# EXERCISE DETAILS
Copy the material below line for line with no changes, and leave the pictures out.

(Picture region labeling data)
-- -- --
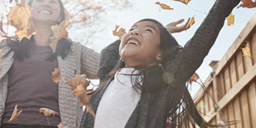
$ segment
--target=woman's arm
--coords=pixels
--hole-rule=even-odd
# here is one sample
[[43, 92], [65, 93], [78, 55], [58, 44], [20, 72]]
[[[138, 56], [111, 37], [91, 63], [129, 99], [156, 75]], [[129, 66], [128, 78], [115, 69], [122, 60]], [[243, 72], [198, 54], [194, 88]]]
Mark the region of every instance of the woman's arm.
[[215, 42], [226, 17], [240, 1], [216, 1], [194, 36], [168, 65], [168, 69], [174, 73], [179, 82], [185, 82], [199, 67]]

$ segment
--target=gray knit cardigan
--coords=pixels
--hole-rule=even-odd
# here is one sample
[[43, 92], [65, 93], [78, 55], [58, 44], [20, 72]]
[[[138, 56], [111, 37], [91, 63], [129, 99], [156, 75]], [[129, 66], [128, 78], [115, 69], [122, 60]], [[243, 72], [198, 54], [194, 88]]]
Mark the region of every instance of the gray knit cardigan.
-- -- --
# RESPONSE TO THE EXERCISE
$ segment
--target=woman's arm
--coords=pixels
--hole-rule=even-odd
# here is one sample
[[43, 92], [65, 93], [78, 55], [58, 44], [20, 72]]
[[[138, 56], [111, 37], [91, 63], [129, 99], [156, 75]], [[129, 66], [128, 78], [115, 69], [122, 60]], [[243, 72], [198, 54], [194, 88]]]
Mark the region of every instance of the woman's arm.
[[215, 42], [226, 17], [240, 1], [216, 1], [194, 36], [168, 65], [168, 69], [174, 73], [179, 82], [185, 82], [199, 67]]

$ segment
--target=gray knit cardigan
--coords=pixels
--hole-rule=even-odd
# here is one sample
[[43, 92], [65, 93], [78, 55], [58, 44], [20, 72]]
[[[138, 56], [111, 37], [91, 63], [129, 99], [156, 75]], [[129, 66], [128, 78], [115, 69], [122, 60]], [[243, 72], [198, 54], [194, 88]]]
Mark the region of every instance of the gray knit cardigan.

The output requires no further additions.